## Text provided
┌────────
Skip to content

tugkanpilka/tiptap-python-utils

Repository files navigation

tiptap_python_utils

PyPI Python CI License: MIT

TipTap is a JavaScript editor. If your backend is Python and you need to process TipTap JSON — extract text, query tasks, sync shared nodes — this library does it in pure Python with zero dependencies. No JS bridge, no Node.js subprocess.

Quick Start

from tiptap_python_utils import Content

raw = {
    "type": "doc",
    "content": [
        {
            "type": "paragraph",
            "attrs": {"id": "p1"},
            "content": [{"type": "text", "text": "Old"}],
        }
    ],
}

# Strict-load → descend to the text leaf → write a new value → serialize.
updated = Content.require(raw).where_id("p1").leaf().text("New").dump()

Features

  • Zero runtime dependencies. Standard library only.
└────────
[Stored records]
┌────────
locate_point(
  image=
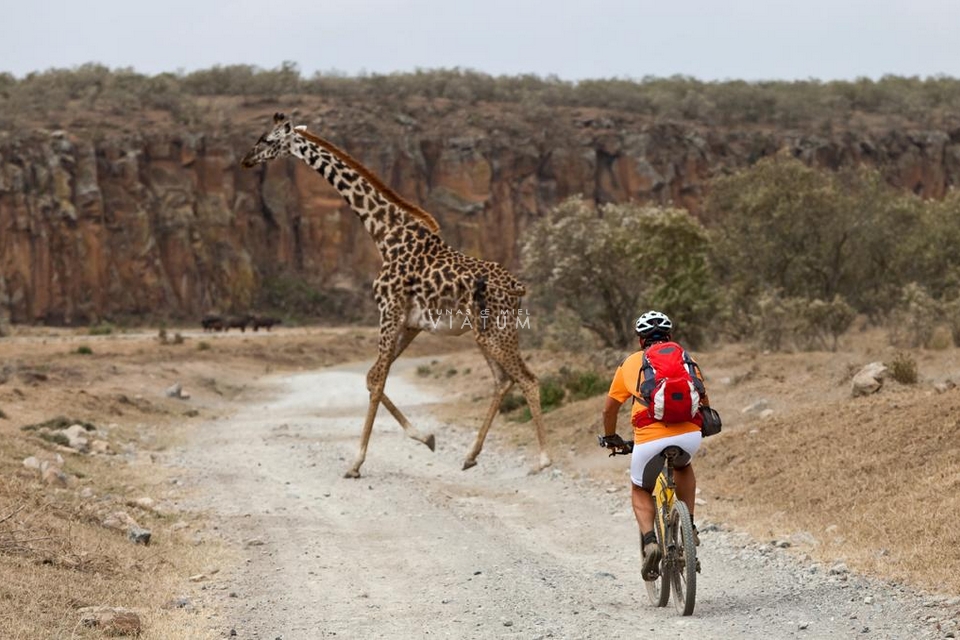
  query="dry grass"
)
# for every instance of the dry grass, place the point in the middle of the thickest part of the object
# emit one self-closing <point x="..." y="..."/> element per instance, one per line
<point x="55" y="556"/>
<point x="871" y="481"/>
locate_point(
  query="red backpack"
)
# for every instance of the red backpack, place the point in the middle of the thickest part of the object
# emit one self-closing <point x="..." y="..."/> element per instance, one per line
<point x="669" y="385"/>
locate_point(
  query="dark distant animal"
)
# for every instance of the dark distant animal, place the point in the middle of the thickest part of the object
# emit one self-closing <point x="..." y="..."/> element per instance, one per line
<point x="238" y="322"/>
<point x="212" y="322"/>
<point x="265" y="321"/>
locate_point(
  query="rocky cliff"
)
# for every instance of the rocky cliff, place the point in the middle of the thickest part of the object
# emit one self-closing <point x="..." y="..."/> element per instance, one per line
<point x="98" y="223"/>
└────────
## Stated goal
Update the repository page from "Repository files navigation" up to and including "no Node.js subprocess.", swapping "backend" for "server". None of the stored items are needed for this.

## Complete output
Repository files navigation

tiptap_python_utils

PyPI Python CI License: MIT

TipTap is a JavaScript editor. If your server is Python and you need to process TipTap JSON — extract text, query tasks, sync shared nodes — this library does it in pure Python with zero dependencies. No JS bridge, no Node.js subprocess.